Reproduce the items below without any change, beginning with the line that contains "# point: red mailbox" and ending with the line that contains "# point: silver", both of those lines included.

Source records
==========
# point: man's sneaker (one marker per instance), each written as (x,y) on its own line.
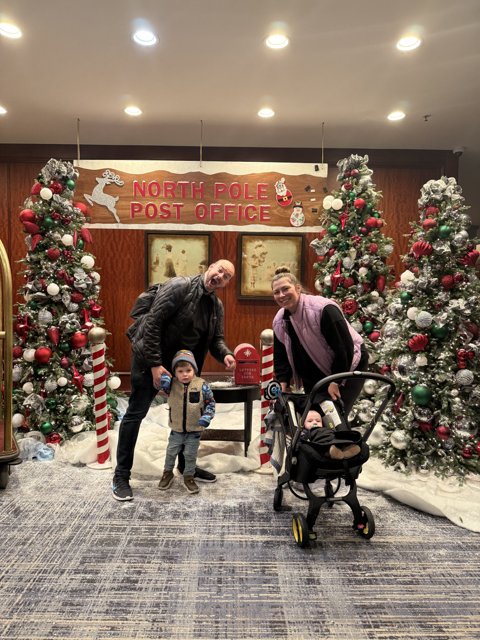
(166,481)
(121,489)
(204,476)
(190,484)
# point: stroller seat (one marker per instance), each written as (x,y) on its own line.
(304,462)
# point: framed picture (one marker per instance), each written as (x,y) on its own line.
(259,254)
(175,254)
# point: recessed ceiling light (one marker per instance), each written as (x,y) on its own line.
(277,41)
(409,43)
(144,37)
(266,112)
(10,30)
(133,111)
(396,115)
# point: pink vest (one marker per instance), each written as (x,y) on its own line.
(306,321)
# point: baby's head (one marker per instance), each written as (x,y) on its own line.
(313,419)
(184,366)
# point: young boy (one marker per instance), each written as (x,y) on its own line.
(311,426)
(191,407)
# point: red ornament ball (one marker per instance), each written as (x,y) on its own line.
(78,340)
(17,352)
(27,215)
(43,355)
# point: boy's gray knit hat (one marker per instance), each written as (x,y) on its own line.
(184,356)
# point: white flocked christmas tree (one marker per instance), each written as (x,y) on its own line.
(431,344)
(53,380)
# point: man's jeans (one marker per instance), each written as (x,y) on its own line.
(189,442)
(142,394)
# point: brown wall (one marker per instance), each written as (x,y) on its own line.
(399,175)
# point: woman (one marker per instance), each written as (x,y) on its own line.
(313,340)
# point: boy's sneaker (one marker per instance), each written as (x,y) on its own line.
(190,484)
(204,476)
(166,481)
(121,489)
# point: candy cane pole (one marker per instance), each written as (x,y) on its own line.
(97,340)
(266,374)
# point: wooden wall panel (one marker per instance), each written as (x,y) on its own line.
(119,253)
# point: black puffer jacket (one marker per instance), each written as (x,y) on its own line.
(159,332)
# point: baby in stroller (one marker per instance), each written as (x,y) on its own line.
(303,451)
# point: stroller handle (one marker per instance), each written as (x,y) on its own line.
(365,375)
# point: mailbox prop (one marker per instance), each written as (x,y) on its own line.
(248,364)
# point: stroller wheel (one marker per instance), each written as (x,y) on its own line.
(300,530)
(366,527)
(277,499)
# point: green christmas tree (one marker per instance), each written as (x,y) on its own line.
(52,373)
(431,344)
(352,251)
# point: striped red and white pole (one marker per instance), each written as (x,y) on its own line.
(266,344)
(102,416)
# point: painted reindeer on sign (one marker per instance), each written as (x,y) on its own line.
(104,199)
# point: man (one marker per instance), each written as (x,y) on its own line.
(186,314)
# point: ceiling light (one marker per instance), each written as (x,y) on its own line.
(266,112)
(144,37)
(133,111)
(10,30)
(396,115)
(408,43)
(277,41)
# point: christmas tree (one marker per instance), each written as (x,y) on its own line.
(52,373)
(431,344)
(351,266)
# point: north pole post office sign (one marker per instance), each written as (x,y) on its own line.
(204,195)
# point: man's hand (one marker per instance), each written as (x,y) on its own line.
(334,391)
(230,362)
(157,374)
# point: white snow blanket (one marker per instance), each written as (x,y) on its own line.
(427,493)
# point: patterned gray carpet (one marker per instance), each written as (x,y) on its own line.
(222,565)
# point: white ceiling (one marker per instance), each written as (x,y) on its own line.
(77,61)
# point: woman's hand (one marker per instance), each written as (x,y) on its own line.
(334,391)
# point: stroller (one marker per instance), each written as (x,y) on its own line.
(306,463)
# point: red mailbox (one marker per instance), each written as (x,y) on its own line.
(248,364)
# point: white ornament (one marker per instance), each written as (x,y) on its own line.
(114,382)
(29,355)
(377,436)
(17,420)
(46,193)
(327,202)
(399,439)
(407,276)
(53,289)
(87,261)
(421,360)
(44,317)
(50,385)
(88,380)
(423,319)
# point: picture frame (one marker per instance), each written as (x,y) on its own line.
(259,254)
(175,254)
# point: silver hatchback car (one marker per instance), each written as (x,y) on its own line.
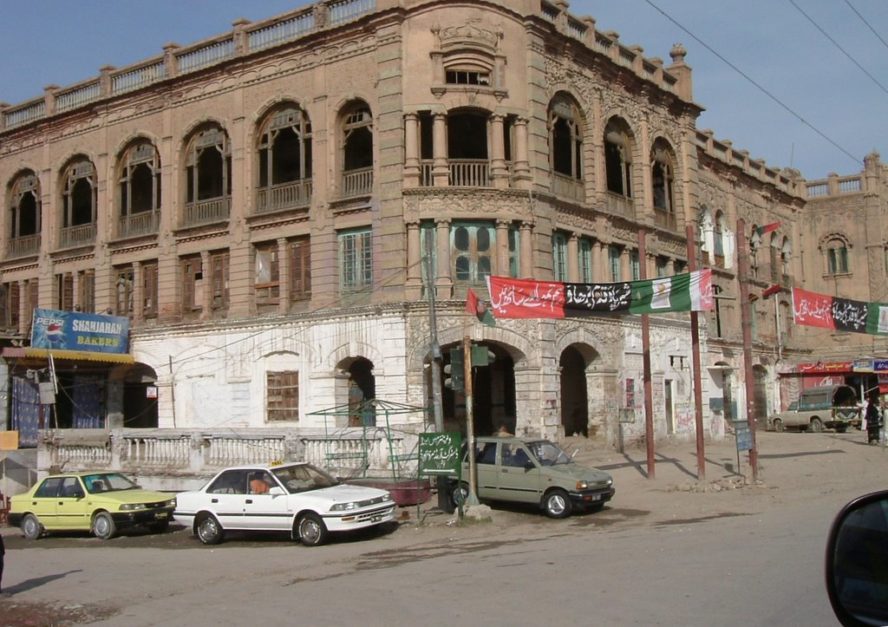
==========
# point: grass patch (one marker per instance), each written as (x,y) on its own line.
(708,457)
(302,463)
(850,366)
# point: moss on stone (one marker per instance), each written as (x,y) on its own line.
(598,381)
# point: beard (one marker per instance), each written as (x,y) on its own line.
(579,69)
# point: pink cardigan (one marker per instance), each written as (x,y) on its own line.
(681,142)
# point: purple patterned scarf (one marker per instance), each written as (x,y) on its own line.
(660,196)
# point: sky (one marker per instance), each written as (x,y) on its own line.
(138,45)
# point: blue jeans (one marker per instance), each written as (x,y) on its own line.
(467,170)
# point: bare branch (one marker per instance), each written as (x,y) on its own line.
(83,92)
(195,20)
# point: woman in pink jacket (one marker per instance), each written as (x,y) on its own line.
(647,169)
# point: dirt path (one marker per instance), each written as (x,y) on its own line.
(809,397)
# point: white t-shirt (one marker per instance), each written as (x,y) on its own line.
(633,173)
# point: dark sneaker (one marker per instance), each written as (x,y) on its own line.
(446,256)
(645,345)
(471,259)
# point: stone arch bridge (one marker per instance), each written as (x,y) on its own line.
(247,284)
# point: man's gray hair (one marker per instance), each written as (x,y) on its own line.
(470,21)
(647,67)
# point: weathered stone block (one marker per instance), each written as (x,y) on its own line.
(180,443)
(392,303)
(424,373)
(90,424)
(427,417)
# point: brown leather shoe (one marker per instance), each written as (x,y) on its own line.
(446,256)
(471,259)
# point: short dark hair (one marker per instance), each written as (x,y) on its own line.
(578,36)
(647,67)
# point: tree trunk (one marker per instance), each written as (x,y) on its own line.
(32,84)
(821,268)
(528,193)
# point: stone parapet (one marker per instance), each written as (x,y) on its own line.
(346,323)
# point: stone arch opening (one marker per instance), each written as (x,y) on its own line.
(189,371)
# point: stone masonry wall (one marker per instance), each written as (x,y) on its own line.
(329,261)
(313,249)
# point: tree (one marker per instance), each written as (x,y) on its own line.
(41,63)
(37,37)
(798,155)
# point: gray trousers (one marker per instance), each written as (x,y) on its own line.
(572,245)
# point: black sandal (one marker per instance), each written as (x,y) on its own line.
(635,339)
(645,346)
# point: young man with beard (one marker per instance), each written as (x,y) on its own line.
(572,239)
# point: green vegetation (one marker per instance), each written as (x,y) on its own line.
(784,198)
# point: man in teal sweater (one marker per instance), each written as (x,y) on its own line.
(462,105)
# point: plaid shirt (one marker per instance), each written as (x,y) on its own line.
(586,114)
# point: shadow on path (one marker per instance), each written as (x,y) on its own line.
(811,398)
==========
→ **Response to the task**:
# point: red mailbox (one marker per instance), each written as (x,y) on its own line.
(248,364)
# point: white ornament (one marker per instance), each written as (x,y) on its own line.
(114,382)
(29,355)
(377,436)
(17,420)
(46,193)
(327,202)
(399,439)
(407,276)
(53,289)
(87,261)
(421,360)
(44,317)
(50,385)
(88,380)
(423,319)
# point: picture frame (one marker per instance), each written as (x,y) on its own line.
(259,254)
(175,254)
# point: silver hatchback car (one marker per instance), each written as (x,y) on its own line.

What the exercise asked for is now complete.